◆ ABOUT THIS TASK
Write out each record exactly as it stands. No pictures belong in the copy.

◆ DATA FOR THIS EXERCISE
Segment Open
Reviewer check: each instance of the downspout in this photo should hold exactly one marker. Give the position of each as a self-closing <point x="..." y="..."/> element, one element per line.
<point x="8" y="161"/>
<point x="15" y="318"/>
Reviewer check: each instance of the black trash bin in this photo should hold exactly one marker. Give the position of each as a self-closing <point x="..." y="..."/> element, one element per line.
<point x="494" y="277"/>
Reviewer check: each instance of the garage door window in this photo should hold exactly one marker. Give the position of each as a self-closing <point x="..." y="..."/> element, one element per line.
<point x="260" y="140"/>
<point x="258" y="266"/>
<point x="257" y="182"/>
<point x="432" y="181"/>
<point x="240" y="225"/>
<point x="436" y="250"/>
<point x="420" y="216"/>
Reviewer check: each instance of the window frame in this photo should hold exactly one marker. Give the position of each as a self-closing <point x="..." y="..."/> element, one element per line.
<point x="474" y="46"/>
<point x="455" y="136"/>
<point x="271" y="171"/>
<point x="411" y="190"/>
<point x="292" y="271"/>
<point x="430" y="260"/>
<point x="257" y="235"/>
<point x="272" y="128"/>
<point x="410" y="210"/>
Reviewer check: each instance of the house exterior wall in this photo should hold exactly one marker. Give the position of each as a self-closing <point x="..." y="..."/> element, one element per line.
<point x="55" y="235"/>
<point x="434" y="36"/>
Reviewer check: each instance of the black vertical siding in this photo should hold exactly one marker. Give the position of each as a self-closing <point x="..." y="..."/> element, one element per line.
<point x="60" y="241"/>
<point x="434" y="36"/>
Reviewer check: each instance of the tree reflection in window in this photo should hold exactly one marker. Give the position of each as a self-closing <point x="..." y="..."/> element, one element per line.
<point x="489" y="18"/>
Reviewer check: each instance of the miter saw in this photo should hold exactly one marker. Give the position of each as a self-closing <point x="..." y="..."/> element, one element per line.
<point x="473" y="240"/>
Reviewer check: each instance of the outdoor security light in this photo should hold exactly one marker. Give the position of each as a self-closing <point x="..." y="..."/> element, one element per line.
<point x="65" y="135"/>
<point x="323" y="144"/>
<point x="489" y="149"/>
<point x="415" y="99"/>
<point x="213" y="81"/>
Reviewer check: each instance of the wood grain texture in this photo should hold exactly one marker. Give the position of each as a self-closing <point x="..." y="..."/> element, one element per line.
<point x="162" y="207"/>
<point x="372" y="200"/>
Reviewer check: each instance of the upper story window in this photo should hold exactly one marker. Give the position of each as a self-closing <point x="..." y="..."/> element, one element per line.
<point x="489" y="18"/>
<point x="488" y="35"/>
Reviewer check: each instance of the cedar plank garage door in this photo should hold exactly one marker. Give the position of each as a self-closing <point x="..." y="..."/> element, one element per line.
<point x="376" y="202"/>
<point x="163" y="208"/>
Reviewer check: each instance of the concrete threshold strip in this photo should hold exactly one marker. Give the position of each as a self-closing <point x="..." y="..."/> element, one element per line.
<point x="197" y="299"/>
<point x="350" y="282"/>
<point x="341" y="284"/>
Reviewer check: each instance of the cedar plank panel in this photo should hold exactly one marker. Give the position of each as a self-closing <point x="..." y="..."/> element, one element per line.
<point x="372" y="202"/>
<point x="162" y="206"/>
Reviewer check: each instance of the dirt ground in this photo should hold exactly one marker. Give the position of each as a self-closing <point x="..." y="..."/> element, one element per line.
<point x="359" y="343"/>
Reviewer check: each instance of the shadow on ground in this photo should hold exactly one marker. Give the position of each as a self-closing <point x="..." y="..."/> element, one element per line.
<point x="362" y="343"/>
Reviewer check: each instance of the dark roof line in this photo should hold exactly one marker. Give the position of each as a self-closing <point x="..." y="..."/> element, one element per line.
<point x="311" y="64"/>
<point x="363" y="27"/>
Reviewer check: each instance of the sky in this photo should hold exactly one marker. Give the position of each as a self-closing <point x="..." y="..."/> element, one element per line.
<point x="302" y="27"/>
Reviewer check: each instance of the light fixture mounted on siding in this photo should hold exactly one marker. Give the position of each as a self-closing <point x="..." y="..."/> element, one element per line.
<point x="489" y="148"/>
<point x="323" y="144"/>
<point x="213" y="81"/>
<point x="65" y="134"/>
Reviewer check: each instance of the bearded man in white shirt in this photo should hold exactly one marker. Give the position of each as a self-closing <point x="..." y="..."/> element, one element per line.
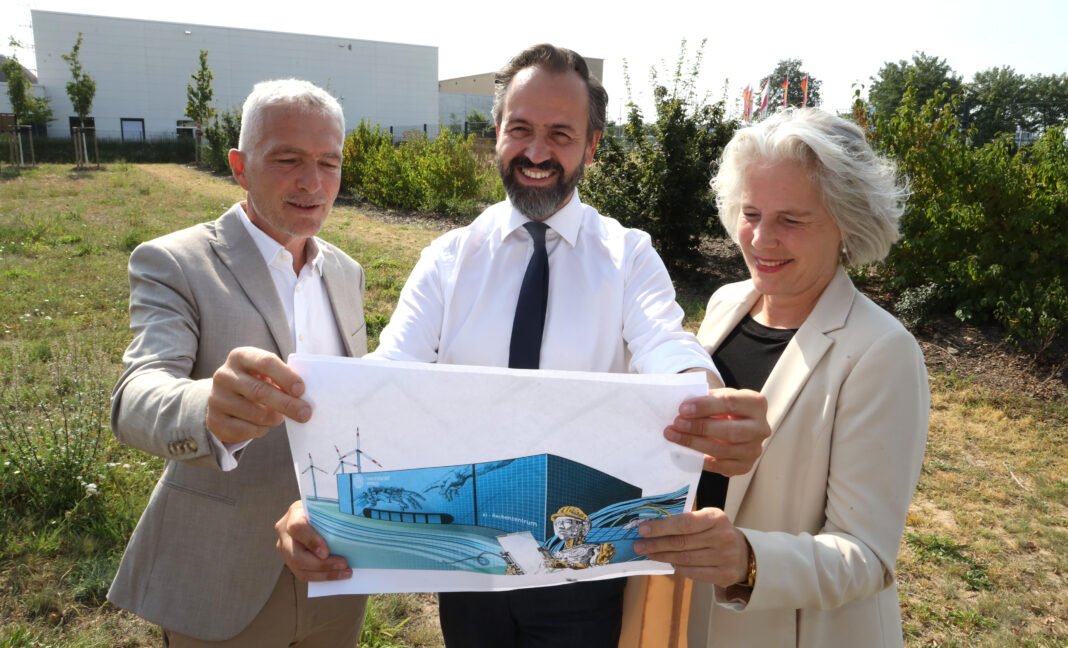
<point x="610" y="306"/>
<point x="214" y="309"/>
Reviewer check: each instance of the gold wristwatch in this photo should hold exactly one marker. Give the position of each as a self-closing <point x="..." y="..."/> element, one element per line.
Segment Closed
◆ RESPONSE FOR THIS EXERCISE
Reviewer check: each instance of the downspout in this photo should hold exactly one marker. Give the position of each as a self-closing <point x="..." y="..."/> element, one element per line.
<point x="8" y="161"/>
<point x="15" y="318"/>
Reviewer check: each instance of the black trash bin in this photo should hold exactly one marker. Give the position of each as a self-closing <point x="..." y="..."/> element, one element per line.
<point x="494" y="277"/>
Reviewer check: each instance of the garage door window in this photo should hold exactly one marker. Give the position of each as a self-closing <point x="..." y="..."/> element, one element per line.
<point x="260" y="140"/>
<point x="258" y="266"/>
<point x="257" y="182"/>
<point x="432" y="181"/>
<point x="240" y="225"/>
<point x="436" y="250"/>
<point x="420" y="216"/>
Reviewer check: each instance of the window frame in this photo should hold exactly one marker. Give the position of each as a self-closing <point x="..." y="..."/> element, one element per line.
<point x="474" y="46"/>
<point x="455" y="136"/>
<point x="271" y="171"/>
<point x="411" y="190"/>
<point x="292" y="271"/>
<point x="430" y="260"/>
<point x="257" y="235"/>
<point x="272" y="128"/>
<point x="410" y="210"/>
Reviewer check: each instance of the house exterior wall in this photo should hold exactly one marker. Give the position of each as a self-closing <point x="..." y="..."/> element, one element per line.
<point x="55" y="235"/>
<point x="434" y="36"/>
Reviewer check: each instance of the black vertical siding in this photo should hold exactly one marker. Give the position of each as a self-closing <point x="..." y="..."/> element, one element per line.
<point x="60" y="241"/>
<point x="434" y="36"/>
Reviewer check: each instance of the tree reflection in window in this photo should hold exactly one marker. Give the position of each as a self-closing <point x="..." y="..."/> element, one element per line.
<point x="489" y="18"/>
Reviewer check: each instance of the miter saw in this photo should hold exactly one marker. Give the position of each as a self-closing <point x="..." y="..."/> element, one element per line.
<point x="473" y="240"/>
Reviewer check: each instance of the outdoor security light in this photo should hold exactly one marker. Give the position of each as a self-closing <point x="..." y="..."/> element, one element per line.
<point x="65" y="135"/>
<point x="323" y="144"/>
<point x="489" y="149"/>
<point x="415" y="99"/>
<point x="213" y="81"/>
Reviewer check: each instance of the wood grain texture in this photo should hold exactly one marker. Give the position of each as a self-closing <point x="..." y="..."/> element, one element per line.
<point x="162" y="207"/>
<point x="372" y="200"/>
Reviewer check: each instance of the upper story window in this photo should hold exactly one marker. Give the position of each as a self-closing <point x="..." y="..."/> element, one element per line.
<point x="489" y="18"/>
<point x="488" y="35"/>
Reviewer check: each instance of the cedar plank garage door in this photo should hold exactly one marker. Give the position of each as a self-closing <point x="..." y="..."/> element, one element per line.
<point x="376" y="202"/>
<point x="163" y="208"/>
Reviewer check: each instance of the concrete threshold strip in this photo should hold exactly one marker. Give the position of each as a self-closing <point x="..." y="..."/> element, one element per line.
<point x="197" y="299"/>
<point x="350" y="282"/>
<point x="341" y="284"/>
Reviewer check: each instance of the cedar plank panel in this photo should hold exactly one marker. Give the position of each as a self-closing <point x="..." y="..."/> element, one element per line.
<point x="372" y="202"/>
<point x="162" y="206"/>
Reviewer check: each instance of the dirt ground in this photo should hold exactly one marker. Give the position of each as a self-closing <point x="..." y="..."/> element, one element per line.
<point x="359" y="343"/>
Reviewer check: each instance of the shadow on ground in this photo should hold exactly one marker. Give the position of each as a self-closing <point x="..." y="..."/> element, one element per line.
<point x="362" y="343"/>
Reviewer check: each instance of the dark roof line in this photo should hold exactly one marker. Give the position of each as a self-closing <point x="..." y="..."/> element, one element per line.
<point x="311" y="64"/>
<point x="363" y="27"/>
Reviewer check: each instance of the sky in this photo should hold exactly one marker. Give the position of each as a self-closing <point x="..." y="..."/> element, one element per line.
<point x="302" y="27"/>
Reviewer check: each instance of the light fixture mounted on siding in this photo should hold exactly one marker. Give the position of each as a self-closing <point x="..." y="..."/> element, one element per line.
<point x="489" y="148"/>
<point x="323" y="144"/>
<point x="213" y="81"/>
<point x="65" y="134"/>
Reviewer check: each instance of the bearded man in white shirt in this photo should hold exactly one marker. Give the position of each as a self-closing <point x="..." y="..."/> element, one element per line.
<point x="610" y="306"/>
<point x="214" y="309"/>
Reviewer check: each instance of the gold wristwatch in this photo should hold exactly one marker. Give the position of each as a self-closing <point x="..." y="..."/> element, one element per line.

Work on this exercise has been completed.